## SUPPLIED ENTRIES

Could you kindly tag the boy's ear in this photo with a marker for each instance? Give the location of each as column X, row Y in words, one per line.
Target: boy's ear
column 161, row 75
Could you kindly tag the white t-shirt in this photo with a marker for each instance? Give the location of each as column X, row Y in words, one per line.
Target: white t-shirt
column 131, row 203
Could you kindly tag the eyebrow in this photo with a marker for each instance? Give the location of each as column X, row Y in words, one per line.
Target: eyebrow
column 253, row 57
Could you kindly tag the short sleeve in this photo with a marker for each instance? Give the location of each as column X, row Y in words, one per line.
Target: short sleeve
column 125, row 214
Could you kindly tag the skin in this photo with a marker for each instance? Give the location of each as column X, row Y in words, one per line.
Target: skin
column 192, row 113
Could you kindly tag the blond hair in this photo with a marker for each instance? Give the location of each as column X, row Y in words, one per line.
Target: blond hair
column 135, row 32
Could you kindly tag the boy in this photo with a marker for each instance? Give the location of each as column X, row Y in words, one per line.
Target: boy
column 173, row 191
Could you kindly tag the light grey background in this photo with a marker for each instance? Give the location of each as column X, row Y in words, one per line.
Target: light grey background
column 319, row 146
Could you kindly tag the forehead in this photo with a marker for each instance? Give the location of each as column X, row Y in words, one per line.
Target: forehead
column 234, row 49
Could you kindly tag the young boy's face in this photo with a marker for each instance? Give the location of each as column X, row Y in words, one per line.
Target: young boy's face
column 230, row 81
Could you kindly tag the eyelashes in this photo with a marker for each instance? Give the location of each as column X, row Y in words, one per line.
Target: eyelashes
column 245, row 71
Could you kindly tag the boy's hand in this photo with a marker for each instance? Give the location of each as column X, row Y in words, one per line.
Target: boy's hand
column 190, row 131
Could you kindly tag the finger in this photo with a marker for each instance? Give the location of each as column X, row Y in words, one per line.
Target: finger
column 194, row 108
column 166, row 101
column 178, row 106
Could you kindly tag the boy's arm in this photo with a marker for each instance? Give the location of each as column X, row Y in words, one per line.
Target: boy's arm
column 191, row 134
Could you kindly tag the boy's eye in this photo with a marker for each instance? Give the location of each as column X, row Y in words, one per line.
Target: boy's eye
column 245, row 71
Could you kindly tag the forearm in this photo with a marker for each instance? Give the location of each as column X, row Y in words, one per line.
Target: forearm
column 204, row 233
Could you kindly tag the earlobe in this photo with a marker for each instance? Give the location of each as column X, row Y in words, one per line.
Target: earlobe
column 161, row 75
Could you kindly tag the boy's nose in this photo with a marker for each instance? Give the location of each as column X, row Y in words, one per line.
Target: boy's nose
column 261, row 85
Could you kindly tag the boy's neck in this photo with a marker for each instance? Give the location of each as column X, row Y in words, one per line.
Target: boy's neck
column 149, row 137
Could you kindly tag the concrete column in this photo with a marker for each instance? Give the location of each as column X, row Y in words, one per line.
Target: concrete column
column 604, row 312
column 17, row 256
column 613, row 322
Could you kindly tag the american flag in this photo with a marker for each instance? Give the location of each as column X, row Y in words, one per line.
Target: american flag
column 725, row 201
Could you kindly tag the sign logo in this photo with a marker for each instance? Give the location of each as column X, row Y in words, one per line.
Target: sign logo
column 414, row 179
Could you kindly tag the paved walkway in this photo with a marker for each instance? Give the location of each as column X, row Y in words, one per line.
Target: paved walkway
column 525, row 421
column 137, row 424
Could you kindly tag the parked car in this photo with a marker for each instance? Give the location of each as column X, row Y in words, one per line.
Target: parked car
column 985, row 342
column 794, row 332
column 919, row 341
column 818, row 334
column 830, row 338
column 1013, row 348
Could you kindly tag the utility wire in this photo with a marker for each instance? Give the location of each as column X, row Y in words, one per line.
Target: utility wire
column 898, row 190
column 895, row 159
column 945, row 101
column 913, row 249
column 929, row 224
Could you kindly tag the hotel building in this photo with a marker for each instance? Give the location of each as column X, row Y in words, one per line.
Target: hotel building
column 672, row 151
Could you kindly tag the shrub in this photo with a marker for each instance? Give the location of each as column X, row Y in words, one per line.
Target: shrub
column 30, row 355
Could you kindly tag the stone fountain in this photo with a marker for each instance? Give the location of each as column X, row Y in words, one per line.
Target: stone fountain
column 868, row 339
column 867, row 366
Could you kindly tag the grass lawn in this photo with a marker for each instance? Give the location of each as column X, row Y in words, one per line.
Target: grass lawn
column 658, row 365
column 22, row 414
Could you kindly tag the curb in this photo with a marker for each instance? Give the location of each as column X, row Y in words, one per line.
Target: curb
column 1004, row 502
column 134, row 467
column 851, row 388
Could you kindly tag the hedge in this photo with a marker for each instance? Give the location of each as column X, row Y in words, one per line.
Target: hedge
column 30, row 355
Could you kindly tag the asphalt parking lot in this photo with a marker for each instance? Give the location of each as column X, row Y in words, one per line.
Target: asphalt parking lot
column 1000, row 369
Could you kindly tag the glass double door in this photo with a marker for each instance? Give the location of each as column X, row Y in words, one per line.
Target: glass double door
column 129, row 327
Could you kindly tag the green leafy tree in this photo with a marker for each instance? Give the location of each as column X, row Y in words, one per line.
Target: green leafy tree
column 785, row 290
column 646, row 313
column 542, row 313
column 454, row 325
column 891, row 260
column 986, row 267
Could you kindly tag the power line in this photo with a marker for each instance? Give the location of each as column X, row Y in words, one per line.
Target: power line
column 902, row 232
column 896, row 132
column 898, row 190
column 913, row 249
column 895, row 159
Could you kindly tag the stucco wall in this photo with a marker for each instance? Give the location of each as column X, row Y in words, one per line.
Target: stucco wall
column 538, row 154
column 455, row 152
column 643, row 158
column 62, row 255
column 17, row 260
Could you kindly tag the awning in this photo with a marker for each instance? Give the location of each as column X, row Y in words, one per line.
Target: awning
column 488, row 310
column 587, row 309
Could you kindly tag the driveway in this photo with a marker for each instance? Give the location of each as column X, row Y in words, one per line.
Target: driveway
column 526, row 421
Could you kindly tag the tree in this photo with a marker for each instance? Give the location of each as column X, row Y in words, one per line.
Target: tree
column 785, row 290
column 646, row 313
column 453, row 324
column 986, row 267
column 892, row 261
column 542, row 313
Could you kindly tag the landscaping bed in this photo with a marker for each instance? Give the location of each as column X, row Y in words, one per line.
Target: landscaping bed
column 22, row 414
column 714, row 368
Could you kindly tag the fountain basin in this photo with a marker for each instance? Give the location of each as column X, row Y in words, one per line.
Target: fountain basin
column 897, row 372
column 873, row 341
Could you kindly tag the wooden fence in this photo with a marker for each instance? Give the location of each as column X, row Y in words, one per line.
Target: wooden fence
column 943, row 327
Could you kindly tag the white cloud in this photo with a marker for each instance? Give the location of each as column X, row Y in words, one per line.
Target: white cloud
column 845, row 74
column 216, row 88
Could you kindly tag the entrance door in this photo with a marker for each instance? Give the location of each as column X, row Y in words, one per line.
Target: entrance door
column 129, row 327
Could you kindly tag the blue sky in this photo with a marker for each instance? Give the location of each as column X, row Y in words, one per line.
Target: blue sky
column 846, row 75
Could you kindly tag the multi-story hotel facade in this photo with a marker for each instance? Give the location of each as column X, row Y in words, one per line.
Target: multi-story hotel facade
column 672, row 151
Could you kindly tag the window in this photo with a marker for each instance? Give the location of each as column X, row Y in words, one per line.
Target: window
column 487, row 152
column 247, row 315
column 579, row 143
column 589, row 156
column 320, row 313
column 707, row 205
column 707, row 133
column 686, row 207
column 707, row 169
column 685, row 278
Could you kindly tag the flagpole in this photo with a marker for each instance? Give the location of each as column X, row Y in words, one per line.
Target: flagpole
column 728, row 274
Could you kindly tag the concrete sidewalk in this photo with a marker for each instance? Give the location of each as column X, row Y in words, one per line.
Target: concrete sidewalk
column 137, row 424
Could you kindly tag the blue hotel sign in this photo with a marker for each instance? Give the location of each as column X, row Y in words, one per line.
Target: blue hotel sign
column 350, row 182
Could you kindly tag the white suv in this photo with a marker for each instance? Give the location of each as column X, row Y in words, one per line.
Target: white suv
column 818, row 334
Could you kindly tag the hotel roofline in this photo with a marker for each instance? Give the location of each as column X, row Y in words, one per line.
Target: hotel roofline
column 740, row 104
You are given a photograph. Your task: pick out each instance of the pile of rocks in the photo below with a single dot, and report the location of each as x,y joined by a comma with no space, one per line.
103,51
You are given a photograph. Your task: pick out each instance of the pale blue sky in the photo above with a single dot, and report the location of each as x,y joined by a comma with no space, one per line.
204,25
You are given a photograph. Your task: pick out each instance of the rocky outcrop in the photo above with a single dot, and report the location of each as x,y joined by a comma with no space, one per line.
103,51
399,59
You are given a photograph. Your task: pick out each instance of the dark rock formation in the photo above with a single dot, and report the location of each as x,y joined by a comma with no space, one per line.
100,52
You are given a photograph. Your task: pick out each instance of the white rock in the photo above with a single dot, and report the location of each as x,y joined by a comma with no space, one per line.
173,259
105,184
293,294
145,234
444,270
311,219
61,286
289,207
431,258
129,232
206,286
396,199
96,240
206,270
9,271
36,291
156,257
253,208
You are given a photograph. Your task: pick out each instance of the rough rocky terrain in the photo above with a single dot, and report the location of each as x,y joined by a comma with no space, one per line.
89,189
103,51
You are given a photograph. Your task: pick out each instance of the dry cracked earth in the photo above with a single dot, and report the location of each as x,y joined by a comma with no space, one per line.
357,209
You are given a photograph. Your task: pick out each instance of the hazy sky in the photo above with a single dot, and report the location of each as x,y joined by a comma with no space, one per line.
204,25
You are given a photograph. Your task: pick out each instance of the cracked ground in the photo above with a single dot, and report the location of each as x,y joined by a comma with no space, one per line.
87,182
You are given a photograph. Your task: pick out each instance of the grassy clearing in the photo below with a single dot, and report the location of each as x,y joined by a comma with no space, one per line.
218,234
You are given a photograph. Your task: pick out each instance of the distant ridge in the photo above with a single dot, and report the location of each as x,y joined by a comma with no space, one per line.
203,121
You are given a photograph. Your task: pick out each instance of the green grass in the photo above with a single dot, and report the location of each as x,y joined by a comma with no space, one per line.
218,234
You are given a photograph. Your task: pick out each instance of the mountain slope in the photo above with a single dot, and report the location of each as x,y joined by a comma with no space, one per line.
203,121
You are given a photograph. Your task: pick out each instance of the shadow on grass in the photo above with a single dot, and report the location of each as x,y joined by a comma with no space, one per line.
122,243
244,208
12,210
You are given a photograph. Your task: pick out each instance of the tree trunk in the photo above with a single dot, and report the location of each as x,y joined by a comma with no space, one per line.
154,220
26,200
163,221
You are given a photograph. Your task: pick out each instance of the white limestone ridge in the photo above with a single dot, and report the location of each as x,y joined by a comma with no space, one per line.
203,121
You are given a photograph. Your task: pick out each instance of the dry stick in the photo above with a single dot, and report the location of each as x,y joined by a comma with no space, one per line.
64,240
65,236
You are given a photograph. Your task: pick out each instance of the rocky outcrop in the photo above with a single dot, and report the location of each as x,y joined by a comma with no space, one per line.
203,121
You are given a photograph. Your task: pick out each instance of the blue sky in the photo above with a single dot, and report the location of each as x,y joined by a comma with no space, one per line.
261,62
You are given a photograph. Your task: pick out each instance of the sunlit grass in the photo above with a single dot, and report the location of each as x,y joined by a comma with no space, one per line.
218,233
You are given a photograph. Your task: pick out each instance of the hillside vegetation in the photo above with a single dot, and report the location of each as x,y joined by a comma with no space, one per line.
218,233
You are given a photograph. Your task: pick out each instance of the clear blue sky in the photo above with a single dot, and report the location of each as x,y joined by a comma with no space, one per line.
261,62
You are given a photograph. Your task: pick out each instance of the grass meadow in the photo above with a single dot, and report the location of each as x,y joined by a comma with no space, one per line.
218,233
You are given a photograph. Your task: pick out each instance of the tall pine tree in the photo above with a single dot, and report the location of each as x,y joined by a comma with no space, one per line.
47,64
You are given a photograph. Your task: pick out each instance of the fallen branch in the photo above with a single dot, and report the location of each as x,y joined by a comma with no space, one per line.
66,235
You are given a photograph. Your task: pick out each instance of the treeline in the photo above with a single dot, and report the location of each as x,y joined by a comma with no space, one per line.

## YOUR TASK
Reproduce the lines of the entries above from the one with "Target: short sleeve" to the one with "Could you kindly tag the forearm", both included, exactly and without any other line.

## OUTPUT FOR THIS TASK
Target: short sleeve
column 125, row 214
Could you kindly tag the skin in this photo with a marker for each instance? Give the location of each as column X, row Y in words, one per line.
Target: skin
column 192, row 113
Could you kindly tag the blond hair in this photo with a marker for each instance? Give the location of each as column X, row Y in words, one per line.
Target: blond hair
column 135, row 32
Could you kindly tag the boy in this photo with a marker for each instance? Give the location of each as column X, row Y in words, one per line.
Target: boy
column 173, row 191
Could you kindly tag the light grey background in this photo with a marker for each instance? Give the location of each as column X, row Y in words, one per line.
Target: light grey background
column 319, row 146
Could you kindly tag the forehead in this photo with a marker for each instance? Give the location of each as column X, row Y in words, one per line.
Target: forehead
column 234, row 49
Could you kindly tag the young boy's face in this photo with a marker for each instance? Give the location of each as column X, row Y in words, one per line.
Target: young boy's face
column 230, row 81
Could you kindly tag the eyelashes in this photo with a marker for each instance? Give the location of each as column X, row Y in words, one per line.
Target: eyelashes
column 245, row 71
Could you kindly tag the boy's hand in this photo with a marker for each instance? Give the location of each as column X, row Y in words, one per line.
Target: boy's hand
column 190, row 131
Could you kindly tag the finger in this photo with a marker for each instance? Give the location of each as column X, row Y in words, one per line.
Target: finger
column 194, row 108
column 166, row 101
column 178, row 106
Could you kindly tag the boy's arm in this photo with a marker for each instance? Give the location of each as column X, row Y in words, one per line.
Target: boy's arm
column 191, row 134
Could you kindly tag the boy's eye in this photo with a marker for each instance? Give the location of each as column X, row Y in words, one per line.
Target: boy's eye
column 245, row 71
Could you kindly tag the forearm in this photo with a marker for each instance? Give the location of each as column X, row Y in words, one per line.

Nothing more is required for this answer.